[Natural language region descriptions]

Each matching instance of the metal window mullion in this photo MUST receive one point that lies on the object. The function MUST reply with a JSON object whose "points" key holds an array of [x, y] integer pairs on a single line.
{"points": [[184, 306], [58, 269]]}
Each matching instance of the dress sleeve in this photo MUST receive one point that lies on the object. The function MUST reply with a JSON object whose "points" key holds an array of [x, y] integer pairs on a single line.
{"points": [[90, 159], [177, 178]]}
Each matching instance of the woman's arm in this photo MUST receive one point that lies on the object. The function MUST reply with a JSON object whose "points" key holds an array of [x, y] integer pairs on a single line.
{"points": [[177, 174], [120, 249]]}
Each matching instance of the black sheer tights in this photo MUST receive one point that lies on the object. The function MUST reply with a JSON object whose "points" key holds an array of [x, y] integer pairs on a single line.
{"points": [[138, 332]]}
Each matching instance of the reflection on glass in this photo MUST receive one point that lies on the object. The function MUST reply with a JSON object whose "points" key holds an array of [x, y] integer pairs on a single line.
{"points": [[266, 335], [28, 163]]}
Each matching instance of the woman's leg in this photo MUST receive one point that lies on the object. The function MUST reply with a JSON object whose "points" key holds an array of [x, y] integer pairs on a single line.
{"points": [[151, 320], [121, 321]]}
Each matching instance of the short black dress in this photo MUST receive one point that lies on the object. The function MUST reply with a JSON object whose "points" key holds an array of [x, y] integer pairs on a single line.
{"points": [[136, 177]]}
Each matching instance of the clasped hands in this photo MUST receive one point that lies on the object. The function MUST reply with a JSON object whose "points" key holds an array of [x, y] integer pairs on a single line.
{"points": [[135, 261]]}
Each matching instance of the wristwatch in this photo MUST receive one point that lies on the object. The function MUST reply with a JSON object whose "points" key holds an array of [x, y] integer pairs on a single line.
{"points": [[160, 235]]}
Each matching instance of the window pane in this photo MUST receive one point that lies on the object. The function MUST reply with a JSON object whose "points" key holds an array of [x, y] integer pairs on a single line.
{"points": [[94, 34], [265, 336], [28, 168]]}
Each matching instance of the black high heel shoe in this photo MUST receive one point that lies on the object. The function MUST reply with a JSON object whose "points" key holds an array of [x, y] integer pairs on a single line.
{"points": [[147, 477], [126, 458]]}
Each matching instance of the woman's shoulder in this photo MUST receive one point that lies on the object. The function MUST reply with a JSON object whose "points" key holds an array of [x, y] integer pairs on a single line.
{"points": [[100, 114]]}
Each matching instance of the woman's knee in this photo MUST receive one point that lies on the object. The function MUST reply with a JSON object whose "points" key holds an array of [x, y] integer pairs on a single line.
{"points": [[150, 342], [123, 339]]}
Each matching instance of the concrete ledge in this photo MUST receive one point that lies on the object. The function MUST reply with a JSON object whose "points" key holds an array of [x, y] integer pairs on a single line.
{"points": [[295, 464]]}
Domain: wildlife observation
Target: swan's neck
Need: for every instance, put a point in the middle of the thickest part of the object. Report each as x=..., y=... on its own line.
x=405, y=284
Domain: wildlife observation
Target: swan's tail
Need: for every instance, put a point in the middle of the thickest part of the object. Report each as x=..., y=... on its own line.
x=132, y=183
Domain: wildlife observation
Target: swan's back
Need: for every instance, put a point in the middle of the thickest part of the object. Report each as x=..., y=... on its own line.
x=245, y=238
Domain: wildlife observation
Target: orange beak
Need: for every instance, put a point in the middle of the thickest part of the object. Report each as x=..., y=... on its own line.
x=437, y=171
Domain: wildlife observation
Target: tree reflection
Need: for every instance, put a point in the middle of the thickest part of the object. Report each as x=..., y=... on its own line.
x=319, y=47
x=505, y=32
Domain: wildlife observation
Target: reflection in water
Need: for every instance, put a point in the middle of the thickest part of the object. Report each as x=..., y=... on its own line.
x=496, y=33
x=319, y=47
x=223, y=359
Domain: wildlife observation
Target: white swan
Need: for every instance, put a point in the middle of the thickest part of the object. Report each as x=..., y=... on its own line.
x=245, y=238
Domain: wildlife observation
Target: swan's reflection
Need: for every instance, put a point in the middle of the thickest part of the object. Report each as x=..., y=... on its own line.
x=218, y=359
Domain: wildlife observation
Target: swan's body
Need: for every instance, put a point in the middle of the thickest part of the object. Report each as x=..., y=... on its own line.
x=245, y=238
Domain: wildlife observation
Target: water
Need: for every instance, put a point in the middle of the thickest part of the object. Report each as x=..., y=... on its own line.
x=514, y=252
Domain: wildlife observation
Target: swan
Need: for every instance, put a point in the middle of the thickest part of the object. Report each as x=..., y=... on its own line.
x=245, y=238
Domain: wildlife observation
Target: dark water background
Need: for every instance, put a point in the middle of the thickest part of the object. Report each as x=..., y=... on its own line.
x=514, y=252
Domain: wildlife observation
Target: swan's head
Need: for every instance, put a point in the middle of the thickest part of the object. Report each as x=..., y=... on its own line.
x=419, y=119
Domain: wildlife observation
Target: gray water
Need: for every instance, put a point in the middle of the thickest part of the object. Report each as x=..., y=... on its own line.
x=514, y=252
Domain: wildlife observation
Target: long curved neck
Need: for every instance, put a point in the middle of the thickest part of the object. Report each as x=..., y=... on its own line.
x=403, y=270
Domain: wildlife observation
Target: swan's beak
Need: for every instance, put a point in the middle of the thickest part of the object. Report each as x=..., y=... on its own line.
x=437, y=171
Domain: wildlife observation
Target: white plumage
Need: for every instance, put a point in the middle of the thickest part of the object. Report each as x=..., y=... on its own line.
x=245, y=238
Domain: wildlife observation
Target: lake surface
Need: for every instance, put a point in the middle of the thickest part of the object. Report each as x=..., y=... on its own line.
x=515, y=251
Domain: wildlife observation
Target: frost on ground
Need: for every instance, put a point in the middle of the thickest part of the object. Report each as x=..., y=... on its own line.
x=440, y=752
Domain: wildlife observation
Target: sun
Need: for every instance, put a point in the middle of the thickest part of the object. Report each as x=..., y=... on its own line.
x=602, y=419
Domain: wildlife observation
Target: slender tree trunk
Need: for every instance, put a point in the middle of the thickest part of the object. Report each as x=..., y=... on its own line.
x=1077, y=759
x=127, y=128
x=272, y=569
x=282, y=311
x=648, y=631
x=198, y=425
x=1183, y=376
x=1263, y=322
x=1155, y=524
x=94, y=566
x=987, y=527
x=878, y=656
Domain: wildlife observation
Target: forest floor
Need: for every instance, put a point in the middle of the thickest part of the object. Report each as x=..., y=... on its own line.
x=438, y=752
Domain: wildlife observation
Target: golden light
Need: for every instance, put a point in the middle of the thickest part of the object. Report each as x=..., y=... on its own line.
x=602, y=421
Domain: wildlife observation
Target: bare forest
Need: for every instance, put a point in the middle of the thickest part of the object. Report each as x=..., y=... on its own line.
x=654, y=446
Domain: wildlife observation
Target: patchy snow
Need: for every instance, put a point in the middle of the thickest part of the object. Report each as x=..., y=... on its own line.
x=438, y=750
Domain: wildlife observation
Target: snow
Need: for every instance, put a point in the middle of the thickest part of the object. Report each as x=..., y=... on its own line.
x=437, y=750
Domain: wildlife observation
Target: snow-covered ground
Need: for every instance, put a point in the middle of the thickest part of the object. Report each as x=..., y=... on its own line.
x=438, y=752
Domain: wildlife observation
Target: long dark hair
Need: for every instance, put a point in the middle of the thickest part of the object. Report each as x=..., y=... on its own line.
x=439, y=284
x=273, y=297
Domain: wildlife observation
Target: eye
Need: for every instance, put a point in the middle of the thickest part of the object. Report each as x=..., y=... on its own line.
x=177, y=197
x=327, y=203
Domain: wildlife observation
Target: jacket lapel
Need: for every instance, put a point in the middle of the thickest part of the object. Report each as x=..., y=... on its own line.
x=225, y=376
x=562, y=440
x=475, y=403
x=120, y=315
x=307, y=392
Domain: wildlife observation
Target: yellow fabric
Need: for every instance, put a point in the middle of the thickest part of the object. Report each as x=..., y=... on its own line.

Required work: How many lines in the records above hold the word "dark"? Give only the number.

Solution for this exercise: 2